I also sometimes feel that people confuse the visible "Superbad Totalitarian Regime" symbolism with the basic fear Orwell articulated in 1984. The way I see it, it isn't so much the gray walls, shitty food, manipulation etc etc, but how difference and judgment becomes annihilated to the point of no human choice having any value anymore: right is wrong, and resistance is futile.

Huxley said the exact same thing, really, just far more subtly and realistically: he took it that one step further where it's not even about "right" and "wrong" being an externally imposed null, but that our focus on comfort and stability would lead to an internally embraced ignorance of why choice matters at all.

18katewhite
toukokuu 29, 2009, 12:25 am

As for We, I've been told that a lot of Zamyatin's word play and more intricate references are lost in translation. However, it's still excellent. If you think Huxley and Orwell are any good, you HAVE to read We. Orwell apparently teased/poked fun at Huxley for getting everything for Brave New World from We. Huxley flat out denied ever having read it, but Orwell said he had. So there you go, conflict. ha

19Erinys
toukokuu 31, 2009, 1:15 am

I can't believe no one has mentioned Aldous Huxley's book Island. This is Huxley's last novel and in effect an answer to his own earlier work Brave New World.

TASKS AND EXERCISES
• 1. Please say whether each statement below agrees with the forum discussion, answering yes or no and quoting the words that decide it: (a) Island was Huxley's last novel. (b) Huxley admitted having read We. (c) One poster has heard that much of Zamyatin's word play is lost in translation.
• 2. Duplicate the part of the forum discussion starting with "I also sometimes" and going on through "matters at all.".

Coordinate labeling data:
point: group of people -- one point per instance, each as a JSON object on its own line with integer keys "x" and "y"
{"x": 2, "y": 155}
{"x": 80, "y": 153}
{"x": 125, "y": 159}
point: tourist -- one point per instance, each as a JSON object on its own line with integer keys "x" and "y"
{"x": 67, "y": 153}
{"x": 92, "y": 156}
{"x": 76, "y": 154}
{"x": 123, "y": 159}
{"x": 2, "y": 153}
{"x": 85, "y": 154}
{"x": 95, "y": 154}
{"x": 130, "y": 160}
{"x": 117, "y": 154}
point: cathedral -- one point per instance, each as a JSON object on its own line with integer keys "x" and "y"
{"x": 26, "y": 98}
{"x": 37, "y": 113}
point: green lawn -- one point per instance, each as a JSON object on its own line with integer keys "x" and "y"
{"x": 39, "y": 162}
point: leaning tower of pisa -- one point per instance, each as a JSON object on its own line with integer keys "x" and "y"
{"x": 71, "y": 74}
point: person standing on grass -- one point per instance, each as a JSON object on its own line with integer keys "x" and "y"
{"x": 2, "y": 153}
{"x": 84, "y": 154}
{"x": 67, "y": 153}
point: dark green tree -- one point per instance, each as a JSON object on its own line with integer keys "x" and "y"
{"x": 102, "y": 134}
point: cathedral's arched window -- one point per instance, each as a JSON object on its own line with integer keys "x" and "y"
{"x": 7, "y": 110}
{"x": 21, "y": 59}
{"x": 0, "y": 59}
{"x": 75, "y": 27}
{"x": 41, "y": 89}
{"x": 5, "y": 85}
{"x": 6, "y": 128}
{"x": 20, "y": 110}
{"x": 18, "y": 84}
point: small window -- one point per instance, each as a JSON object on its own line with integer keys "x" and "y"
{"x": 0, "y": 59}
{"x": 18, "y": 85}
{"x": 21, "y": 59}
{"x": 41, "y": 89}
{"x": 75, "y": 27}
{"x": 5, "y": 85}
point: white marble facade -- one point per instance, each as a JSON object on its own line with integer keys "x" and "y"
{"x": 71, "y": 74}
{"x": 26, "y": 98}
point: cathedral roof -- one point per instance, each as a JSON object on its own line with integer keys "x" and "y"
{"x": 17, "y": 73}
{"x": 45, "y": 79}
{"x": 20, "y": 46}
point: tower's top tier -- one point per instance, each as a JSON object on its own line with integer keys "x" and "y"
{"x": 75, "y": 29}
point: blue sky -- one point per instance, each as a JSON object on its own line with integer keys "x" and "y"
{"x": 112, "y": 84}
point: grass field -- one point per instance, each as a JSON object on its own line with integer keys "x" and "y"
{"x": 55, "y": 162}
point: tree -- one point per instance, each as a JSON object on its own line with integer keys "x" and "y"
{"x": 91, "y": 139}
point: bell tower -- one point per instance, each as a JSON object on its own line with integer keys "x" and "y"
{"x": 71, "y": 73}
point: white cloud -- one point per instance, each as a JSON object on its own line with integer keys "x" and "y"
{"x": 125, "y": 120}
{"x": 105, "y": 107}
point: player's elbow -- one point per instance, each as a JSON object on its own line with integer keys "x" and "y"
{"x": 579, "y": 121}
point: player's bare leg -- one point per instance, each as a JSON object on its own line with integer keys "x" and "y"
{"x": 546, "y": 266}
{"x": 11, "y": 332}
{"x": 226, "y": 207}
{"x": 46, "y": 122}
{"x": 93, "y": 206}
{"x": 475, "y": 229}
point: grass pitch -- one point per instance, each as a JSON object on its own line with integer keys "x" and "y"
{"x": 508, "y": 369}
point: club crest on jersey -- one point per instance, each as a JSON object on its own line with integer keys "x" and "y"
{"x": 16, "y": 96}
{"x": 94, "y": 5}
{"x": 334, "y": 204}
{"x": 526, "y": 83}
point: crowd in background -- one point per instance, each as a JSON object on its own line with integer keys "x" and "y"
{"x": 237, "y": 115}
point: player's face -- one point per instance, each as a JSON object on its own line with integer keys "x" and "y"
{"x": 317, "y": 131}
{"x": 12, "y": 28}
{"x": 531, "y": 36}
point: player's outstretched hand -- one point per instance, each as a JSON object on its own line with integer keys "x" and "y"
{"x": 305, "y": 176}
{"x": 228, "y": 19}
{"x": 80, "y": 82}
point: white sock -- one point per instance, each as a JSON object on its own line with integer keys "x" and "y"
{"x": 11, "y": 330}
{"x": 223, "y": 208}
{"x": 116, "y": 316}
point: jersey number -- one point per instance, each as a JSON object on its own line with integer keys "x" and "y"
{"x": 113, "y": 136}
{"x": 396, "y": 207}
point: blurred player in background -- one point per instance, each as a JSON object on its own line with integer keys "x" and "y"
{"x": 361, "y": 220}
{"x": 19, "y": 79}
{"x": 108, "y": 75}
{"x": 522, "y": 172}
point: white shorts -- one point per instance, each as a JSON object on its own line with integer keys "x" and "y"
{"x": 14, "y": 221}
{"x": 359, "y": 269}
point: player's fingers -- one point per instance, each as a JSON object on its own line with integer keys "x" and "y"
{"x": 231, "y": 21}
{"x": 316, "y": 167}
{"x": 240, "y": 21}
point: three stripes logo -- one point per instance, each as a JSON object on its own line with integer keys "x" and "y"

SOLUTIONS TO EACH TASK
• 1.
(a) Yes: "This is Huxley's last novel"
(b) No: "Huxley flat out denied ever having read it"
(c) Yes: "I've been told that a lot of Zamyatin's word play and more intricate references are lost in translation"

• 2.
I also sometimes feel that people confuse the visible "Superbad Totalitarian Regime" symbolism with the basic fear Orwell articulated in 1984. The way I see it, it isn't so much the gray walls, shitty food, manipulation etc etc, but how difference and judgment becomes annihilated to the point of no human choice having any value anymore: right is wrong, and resistance is futile.

Huxley said the exact same thing, really, just far more subtly and realistically: he took it that one step further where it's not even about "right" and "wrong" being an externally imposed null, but that our focus on comfort and stability would lead to an internally embraced ignorance of why choice matters at all.